## Exercise goal
Pull out every one of the rows below and reproduce each line unchanged, omitting the pictures.

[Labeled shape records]
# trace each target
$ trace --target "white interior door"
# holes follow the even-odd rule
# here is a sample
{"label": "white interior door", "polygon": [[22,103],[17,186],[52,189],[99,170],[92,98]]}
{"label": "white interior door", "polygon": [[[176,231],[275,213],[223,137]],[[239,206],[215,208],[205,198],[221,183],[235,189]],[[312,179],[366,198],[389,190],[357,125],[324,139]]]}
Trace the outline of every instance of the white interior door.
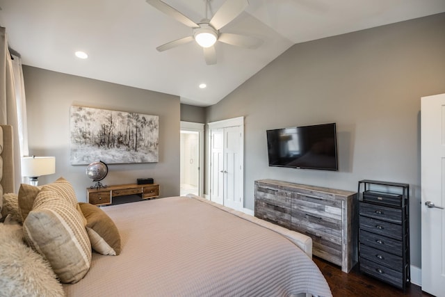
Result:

## Exercise response
# trace each target
$ trace --target "white interior door"
# holes follow the even-odd rule
# here is a sample
{"label": "white interior door", "polygon": [[22,103],[17,186],[52,189],[99,170],[92,98]]}
{"label": "white interior door", "polygon": [[[176,231],[275,213],[223,137]],[[239,206],[215,208],[205,198],[221,183],[235,189]],[[312,179],[366,198],[389,190],[357,125],[324,139]]]}
Trace the outline of every instance of the white interior door.
Result:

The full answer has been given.